● Extrahierter Text:
((
Aus Furcht vor eskalierenden
Gewalttätigkeiten wurde selbst der harmlose Prophet Elijah gezwungen,
endgültig seinen Koffer mit der Aufschrift »Jesus Is My Lord« zu packen.
Jahrelang residierte der Gottesmann in einem Traveller-Hostel in der
Altstadt, wanderte tagsüber mit knorrigem Stock durch die Gassen und
predigte den vorbeiziehenden Massen. Für 1999 sagte er etwa eine große
Trockenheit voraus, als Strafe dafür, dass Israel Gottes Wort missachtet und
das dem Volke Israel verheißene Land an die Palästinenser abgetreten habe.
Unermüdlich rief er zu Buße und Einkehr auf, dann werde auch das ersehnte
Wasser - nach Hesekiel, 47 - unter dem
Tempelplatz
hervorbrechen, ein Ereignis das nach
Mitteilung
verschiedener - am Rande der 'Entrückung' balancierender Wirrköpfe bereits
begonnen habe.
Selbst die Intervention des
Sonderbeauftragten einer israelischen Menschenrechtsorganisation für
Propheten in Abschiebehaft half nicht. Dabei ist der rauschebärtige Elijah
vermutlich ein ungefährlicher Spinner, der ohne das Millennium-Problem bis
zu seinem Lebensabend durch die Gassen Jerusalems gegeistert wäre.
Im Fall von Elijah war das, was
Spezialisten das »Jerusalem-Syndrom«
nennen, zu einem Dauerzustand geworden. Leute besuchen eine der heiligen
Stätten und fühlen sich hinterher urplötzlich als Reinkarnation
irgendwelcher historischer Propheten oder Heiliger. »In der Regel tragen sie
dann weiße togaähnliche Gewänder und singen religiöse Hymnen«, so beschreibt
der im Herzog Memorial Hospital tätige Psychiater Dr. Bar-El den
pathologischen Befund. »Das vergeht in der Regel nach spätestens einer
Woche, dann ist es den Patienten meist ziemlich peinlich.«
Für härtere Fälle stehen seit langem
Spezialkliniken zur Verfügung, jede monotheistische Religion hat eine, aber
Christen treffe das Syndrom am häufigsten, so Bar-El. Sein Kollege Professor
Eliezer Witzum befürchtet, dass vor dem Millennium-Bug die Zahl der vom
Jerusalem-Syndrom Betroffenen rapide ansteigen werde, die »normalen« Fälle
seien üblicherweise aber nicht gefährlich und vergleichsweise schnell
kurierbar.
))
● Fragen:
a – Wie lässt sich der Text über das Jerusalem-Syndrom in zwei Sätzen zusammenfassen?
b – Führe den Text über das Jerusalem-Syndrom nach seinem letzten Satz weiter.
Die anschließenden Zeilen braucht man für keine der Aufgaben.

● Die Daten:
((
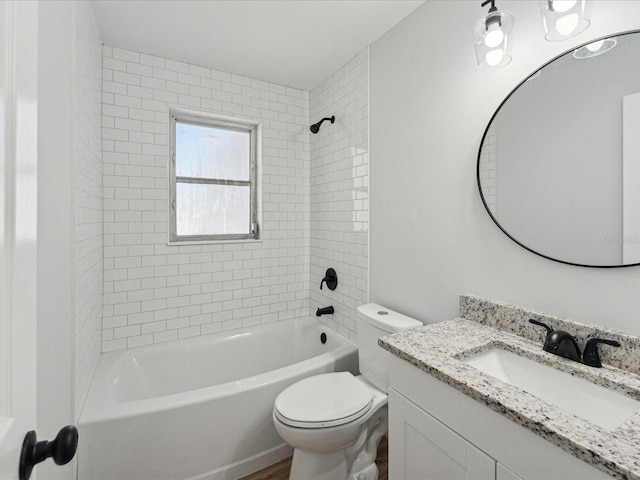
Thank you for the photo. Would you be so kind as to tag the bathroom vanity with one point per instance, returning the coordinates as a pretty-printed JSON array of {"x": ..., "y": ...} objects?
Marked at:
))
● Antworten je Aufgabe:
a – Der Prediger Elijah, der jahrelang in der Jerusalemer Altstadt wohnte und zu Buße und Einkehr aufrief, musste aus Furcht vor eskalierenden Gewalttätigkeiten endgültig seinen Koffer packen, obwohl er vermutlich ein ungefährlicher Spinner ist. Bei ihm war das sogenannte Jerusalem-Syndrom, bei dem sich Besucher heiliger Stätten plötzlich als Propheten oder Heilige fühlen, zum Dauerzustand geworden; laut den Psychiatern Bar-El und Witzum vergehen die normalen Fälle meist schnell, doch vor dem Millennium könnte die Zahl der Betroffenen rapide ansteigen.

b –
Unter
www.jerusalemsyndrome.com
haben besorgte Israelis eine eigene Homepage eingerichtet, in der über das
Millennium, die Weltreligionen und den Messianismus aufgeklärt werden soll.
Ihr Motto lautet: »We do not believe the apocalypse is imminent. Become
informed and stop the potential for violence in Jerusalem.«
Gegen Gewalt ist auch der »Chronist«,
wie er sich selber nennt. Erst bei Anbruch der Dunkelheit erscheint er auf
dem Ölberg, um von dort die Heilige Stadt zu überblicken. Schließlich ist es
in dieser Zeit angeraten, sich als Apokalyptiker nicht zu häufig in der
Öffentlichkeit sehen zu lassen, immerhin droht die Gefahr einer Ausweisung.
Der Chronist verachtet Sekten, die an Mord, Totschlag, Krieg und Selbstmord
glauben, sie hingen einer falschen Lehre an. Und dann schildert uns der
Holländer - mit Blick auf die goldene Kuppel des Felsendomes - seine Version
des kommenden Millenniums. Jesus nämlich sei gar nicht am Kreuz gestorben,
die Überlieferung sei falsch; in Wirklichkeit habe man ihn nur an einen
Schandpfahl gebunden.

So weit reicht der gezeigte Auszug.